[start of Provided entries]

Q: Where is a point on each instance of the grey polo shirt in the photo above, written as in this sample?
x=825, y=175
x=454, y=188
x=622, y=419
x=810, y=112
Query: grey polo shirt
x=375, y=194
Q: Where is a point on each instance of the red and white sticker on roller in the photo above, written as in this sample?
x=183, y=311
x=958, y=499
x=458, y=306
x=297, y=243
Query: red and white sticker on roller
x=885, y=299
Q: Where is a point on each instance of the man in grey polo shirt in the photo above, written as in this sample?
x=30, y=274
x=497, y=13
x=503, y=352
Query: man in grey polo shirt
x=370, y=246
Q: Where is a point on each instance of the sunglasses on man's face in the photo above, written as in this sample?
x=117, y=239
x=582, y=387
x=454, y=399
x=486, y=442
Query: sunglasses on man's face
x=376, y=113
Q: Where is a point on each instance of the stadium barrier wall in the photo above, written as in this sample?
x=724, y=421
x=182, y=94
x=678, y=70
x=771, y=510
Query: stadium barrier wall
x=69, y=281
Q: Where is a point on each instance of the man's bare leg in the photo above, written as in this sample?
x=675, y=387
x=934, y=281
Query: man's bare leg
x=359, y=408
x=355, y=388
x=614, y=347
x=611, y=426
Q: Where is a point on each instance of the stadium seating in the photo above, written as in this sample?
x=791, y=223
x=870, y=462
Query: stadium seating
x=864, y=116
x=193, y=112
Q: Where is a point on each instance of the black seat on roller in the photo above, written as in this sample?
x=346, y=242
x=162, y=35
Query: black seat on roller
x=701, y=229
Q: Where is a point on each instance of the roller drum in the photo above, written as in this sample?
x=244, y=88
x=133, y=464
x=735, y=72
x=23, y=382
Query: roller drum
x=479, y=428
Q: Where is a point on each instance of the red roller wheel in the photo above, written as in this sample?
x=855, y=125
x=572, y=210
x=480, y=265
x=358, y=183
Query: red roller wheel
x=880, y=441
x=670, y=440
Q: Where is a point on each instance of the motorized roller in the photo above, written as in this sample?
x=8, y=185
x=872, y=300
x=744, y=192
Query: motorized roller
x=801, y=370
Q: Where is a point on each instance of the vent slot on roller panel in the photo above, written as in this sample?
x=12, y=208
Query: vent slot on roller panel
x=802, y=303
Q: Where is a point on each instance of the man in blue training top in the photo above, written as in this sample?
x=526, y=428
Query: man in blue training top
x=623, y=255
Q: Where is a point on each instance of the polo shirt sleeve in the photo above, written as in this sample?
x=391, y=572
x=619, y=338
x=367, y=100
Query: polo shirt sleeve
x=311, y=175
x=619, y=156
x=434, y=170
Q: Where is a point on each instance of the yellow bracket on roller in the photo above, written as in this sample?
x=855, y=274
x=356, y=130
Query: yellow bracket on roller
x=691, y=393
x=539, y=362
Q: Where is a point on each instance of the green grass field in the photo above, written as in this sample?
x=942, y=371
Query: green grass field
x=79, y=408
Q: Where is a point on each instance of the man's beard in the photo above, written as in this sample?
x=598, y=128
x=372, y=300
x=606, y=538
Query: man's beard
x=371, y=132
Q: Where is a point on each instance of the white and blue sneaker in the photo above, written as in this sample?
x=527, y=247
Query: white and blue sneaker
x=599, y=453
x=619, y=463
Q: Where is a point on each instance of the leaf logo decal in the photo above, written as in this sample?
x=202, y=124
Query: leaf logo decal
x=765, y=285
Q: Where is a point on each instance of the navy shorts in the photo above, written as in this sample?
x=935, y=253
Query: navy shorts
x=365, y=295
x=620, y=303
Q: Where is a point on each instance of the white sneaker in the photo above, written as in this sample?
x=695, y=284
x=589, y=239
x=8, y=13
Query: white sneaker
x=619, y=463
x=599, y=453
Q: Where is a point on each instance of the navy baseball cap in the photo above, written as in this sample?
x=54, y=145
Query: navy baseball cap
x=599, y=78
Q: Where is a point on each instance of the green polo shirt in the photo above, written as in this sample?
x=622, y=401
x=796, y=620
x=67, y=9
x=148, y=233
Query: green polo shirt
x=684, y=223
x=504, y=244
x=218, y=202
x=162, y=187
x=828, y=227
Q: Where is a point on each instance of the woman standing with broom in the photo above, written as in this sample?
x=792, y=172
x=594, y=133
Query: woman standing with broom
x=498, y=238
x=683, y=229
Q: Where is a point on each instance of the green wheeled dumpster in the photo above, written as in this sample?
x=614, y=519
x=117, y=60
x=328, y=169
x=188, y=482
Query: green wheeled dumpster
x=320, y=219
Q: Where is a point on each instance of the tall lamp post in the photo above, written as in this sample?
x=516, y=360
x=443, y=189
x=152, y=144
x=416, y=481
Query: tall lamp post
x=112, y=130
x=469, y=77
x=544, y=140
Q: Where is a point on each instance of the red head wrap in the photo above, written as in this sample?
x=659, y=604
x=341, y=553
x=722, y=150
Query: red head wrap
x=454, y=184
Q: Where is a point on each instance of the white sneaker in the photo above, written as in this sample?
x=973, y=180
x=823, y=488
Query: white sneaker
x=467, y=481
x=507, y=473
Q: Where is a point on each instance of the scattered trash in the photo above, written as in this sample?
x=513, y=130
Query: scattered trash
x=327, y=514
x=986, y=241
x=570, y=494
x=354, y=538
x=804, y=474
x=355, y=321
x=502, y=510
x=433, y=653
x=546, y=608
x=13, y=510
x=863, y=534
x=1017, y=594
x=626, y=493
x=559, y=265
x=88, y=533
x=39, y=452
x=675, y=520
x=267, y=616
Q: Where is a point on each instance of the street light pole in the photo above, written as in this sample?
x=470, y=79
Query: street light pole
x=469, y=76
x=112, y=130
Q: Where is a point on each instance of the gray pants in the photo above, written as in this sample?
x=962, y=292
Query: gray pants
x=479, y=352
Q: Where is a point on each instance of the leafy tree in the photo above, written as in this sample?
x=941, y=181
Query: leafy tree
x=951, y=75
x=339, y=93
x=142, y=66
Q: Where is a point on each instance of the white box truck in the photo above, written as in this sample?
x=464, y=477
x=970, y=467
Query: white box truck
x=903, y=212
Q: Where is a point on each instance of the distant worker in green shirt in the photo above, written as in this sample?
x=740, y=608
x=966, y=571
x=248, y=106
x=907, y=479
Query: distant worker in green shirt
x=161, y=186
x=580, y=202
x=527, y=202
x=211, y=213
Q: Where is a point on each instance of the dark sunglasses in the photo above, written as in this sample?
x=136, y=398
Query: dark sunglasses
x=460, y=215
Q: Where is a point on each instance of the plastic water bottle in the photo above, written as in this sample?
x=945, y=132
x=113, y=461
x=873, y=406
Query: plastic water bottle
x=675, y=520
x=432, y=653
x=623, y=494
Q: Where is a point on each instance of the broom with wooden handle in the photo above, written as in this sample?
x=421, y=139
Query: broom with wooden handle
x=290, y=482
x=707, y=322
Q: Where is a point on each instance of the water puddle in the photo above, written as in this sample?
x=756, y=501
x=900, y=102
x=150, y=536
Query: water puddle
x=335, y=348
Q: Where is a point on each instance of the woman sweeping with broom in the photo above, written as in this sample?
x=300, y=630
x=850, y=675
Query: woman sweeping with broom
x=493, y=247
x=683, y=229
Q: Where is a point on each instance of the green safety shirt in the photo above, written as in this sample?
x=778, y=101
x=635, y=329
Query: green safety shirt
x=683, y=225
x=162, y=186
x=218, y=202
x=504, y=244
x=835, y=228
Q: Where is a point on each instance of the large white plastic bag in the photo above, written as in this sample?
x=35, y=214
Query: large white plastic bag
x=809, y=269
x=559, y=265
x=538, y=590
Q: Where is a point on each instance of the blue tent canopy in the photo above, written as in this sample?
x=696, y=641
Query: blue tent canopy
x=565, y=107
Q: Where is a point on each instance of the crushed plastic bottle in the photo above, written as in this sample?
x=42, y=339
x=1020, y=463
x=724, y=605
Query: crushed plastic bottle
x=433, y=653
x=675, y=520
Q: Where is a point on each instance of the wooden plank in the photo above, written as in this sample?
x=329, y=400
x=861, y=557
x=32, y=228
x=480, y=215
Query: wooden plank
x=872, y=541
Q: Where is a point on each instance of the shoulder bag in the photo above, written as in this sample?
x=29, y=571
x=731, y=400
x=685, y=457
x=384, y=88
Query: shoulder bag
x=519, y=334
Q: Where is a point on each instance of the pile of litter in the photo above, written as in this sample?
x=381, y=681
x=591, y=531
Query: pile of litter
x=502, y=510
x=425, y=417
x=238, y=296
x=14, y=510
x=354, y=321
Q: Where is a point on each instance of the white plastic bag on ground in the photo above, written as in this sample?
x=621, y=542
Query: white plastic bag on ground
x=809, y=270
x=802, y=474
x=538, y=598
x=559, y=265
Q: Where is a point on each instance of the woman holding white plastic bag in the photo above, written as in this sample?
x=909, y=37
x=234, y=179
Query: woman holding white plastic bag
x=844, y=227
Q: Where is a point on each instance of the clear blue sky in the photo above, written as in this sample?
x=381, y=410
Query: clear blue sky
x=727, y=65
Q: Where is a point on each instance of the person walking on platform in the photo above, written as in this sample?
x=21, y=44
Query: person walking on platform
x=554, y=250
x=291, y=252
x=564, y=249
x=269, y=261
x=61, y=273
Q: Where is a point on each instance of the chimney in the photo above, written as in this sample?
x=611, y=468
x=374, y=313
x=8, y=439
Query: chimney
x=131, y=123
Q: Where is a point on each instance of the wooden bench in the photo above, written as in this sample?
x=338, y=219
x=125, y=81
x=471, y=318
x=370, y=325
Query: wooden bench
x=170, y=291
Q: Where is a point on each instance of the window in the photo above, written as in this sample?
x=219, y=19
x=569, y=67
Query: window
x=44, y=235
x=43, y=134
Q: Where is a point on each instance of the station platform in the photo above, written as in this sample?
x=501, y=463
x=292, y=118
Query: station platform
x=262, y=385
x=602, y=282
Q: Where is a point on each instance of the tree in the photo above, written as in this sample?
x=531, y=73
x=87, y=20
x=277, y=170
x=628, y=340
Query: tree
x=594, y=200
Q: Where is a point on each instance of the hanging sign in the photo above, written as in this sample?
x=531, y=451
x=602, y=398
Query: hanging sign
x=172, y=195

[end of Provided entries]

▶ Exercise requirements
Write out again every line in the stretch from the start of the rows through the line containing "x=670, y=440", requests included, and shift each answer coordinate by -11. Leave the numbers in the requests and their sample points as they are.

▶ Correct result
Q: Where is a point on each instance of the grey polo shirt in the photo above, written as in this sample?
x=825, y=175
x=454, y=188
x=622, y=419
x=810, y=112
Query: grey polo shirt
x=364, y=183
Q: Where is a point on each instance of the red and white sticker on roller in the photo above, written as in this sample?
x=183, y=311
x=958, y=499
x=458, y=306
x=297, y=243
Query: red and white sticker on roller
x=874, y=288
Q: Where is a point on each instance of the man in grey polo shirt in the photo above, written as in this sample?
x=30, y=274
x=497, y=13
x=503, y=352
Query: man in grey polo shirt
x=359, y=235
Q: Where is a point on each instance of the sunglasses on man's face in the photo above, written as in this sample?
x=117, y=239
x=582, y=387
x=454, y=399
x=486, y=442
Query: sunglasses on man's face
x=365, y=102
Q: Where is a point on each instance of the stadium barrier wall in the photo above, written as in this sample?
x=724, y=421
x=182, y=94
x=678, y=70
x=771, y=510
Query: stadium barrier wall
x=58, y=270
Q: Where is a point on each instance of the man's bare leg in the photo above, written as in this sample?
x=675, y=387
x=934, y=281
Query: man's bare leg
x=348, y=397
x=344, y=377
x=603, y=336
x=600, y=415
Q: Where is a point on each instance of the stadium seating in the photo above, written as in this sample?
x=791, y=223
x=870, y=462
Query: stadium seating
x=853, y=105
x=182, y=101
Q: Where is a point on each instance of the black seat on roller in the photo above, written as in this sample?
x=346, y=242
x=162, y=35
Query: black seat on roller
x=690, y=218
Q: Where is a point on each instance of the roller drum in the photo above, written as in this sample?
x=244, y=88
x=133, y=464
x=735, y=72
x=23, y=382
Query: roller drum
x=468, y=417
Q: Where is a point on each instance of the red roller wheel in the photo above, written as in this sample?
x=855, y=125
x=572, y=210
x=480, y=265
x=358, y=183
Query: red roller wheel
x=869, y=430
x=659, y=429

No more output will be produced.